**EXTRACT TO READ**
_ _ _ _

I agree with one point that Russell Moore, president of the Ethics & Religious Liberty Commission of the Southern Baptist Convention raised. That is that that by being brought up in an intact family, watching intact opposite-sex marriages on TV, and because of other cultural influences:

"Boys and girls mostly assumed they had a wedding in their futures."

But, in the past, by the time that boys and girls become teens, the approximately 5% of the population who discovered that they have a homosexual orientation had lost this dream and expectation, because same-sex marriage was simply out of reach. As more progress is being made toward marriage equality, boys and girls of all sexual orientations should start assuming that they will marry in their future: those with a heterosexual orientation to a member of the opposite sex, and those with a homosexual orientation to a member of the same sex. Those with a bisexual orientation are the only ones with a choice. Most of them will probably continue to choose opposite-sex marriage partners because of the reduced level of physical, emotional and spiritual aggression against them.

_ _ _ _

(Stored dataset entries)

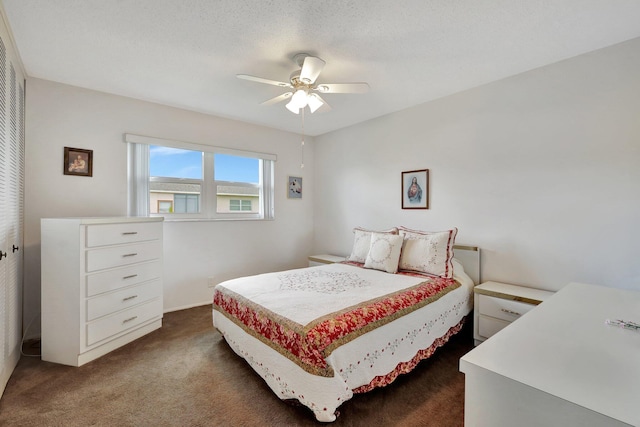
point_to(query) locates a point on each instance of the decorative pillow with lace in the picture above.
(362, 242)
(428, 252)
(384, 252)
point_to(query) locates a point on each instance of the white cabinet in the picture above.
(496, 305)
(101, 285)
(315, 260)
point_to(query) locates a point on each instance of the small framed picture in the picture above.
(415, 189)
(295, 187)
(78, 162)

_ _ _ _

**TASK REQUIREMENTS**
1) Answer these questions about the passage on marriage expectations:
(a) What position does Russell Moore hold?
(b) Roughly what share of the population does the passage say discovered a homosexual orientation?
(c) Which group does the passage call the only ones with a choice?
2) Rewrite the stored dataset entries from the line with "point_to(query) locates a point on each instance of the white" through the end of the entries, requests included. Increase every coordinate in the answers by 133.
The passage and the entries have no connection to each other.

**FULL SOLUTIONS**
1)
(a) President of the Ethics & Religious Liberty Commission of the Southern Baptist Convention
(b) Approximately 5%
(c) Those with a bisexual orientation

2)
point_to(query) locates a point on each instance of the white cabinet in the picture above.
(629, 438)
(234, 418)
(448, 393)
point_to(query) locates a point on each instance of the small framed picture in the picture above.
(548, 322)
(428, 320)
(211, 295)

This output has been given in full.